#### What needs to be done
Rewrite every one of the following entries, swapping "pixel coordinates" for "absolute pixel units" and leaving everything else unchanged.

#### Provided records
---------------

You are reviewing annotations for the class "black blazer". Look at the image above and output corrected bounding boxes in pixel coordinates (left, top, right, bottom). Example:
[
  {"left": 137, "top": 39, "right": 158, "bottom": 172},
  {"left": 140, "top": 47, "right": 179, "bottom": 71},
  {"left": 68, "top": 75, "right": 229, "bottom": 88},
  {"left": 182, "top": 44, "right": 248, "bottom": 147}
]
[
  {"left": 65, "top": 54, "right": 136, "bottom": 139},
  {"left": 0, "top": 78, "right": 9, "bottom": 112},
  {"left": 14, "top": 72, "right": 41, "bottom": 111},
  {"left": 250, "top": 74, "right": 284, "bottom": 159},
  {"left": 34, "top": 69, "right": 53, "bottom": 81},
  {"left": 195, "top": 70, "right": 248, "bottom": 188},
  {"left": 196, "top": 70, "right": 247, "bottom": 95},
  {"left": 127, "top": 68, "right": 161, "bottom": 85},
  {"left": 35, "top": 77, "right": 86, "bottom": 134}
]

---------------

#### Reply
You are reviewing annotations for the class "black blazer". Look at the image above and output corrected bounding boxes in absolute pixel units (left, top, right, bottom). Example:
[
  {"left": 137, "top": 39, "right": 158, "bottom": 172},
  {"left": 140, "top": 47, "right": 179, "bottom": 71},
  {"left": 68, "top": 75, "right": 229, "bottom": 88},
  {"left": 182, "top": 44, "right": 248, "bottom": 147}
]
[
  {"left": 65, "top": 54, "right": 136, "bottom": 139},
  {"left": 0, "top": 78, "right": 9, "bottom": 112},
  {"left": 14, "top": 72, "right": 41, "bottom": 111},
  {"left": 250, "top": 74, "right": 284, "bottom": 159},
  {"left": 34, "top": 69, "right": 53, "bottom": 81},
  {"left": 195, "top": 70, "right": 248, "bottom": 188},
  {"left": 196, "top": 70, "right": 247, "bottom": 95},
  {"left": 127, "top": 68, "right": 161, "bottom": 85},
  {"left": 35, "top": 77, "right": 86, "bottom": 134}
]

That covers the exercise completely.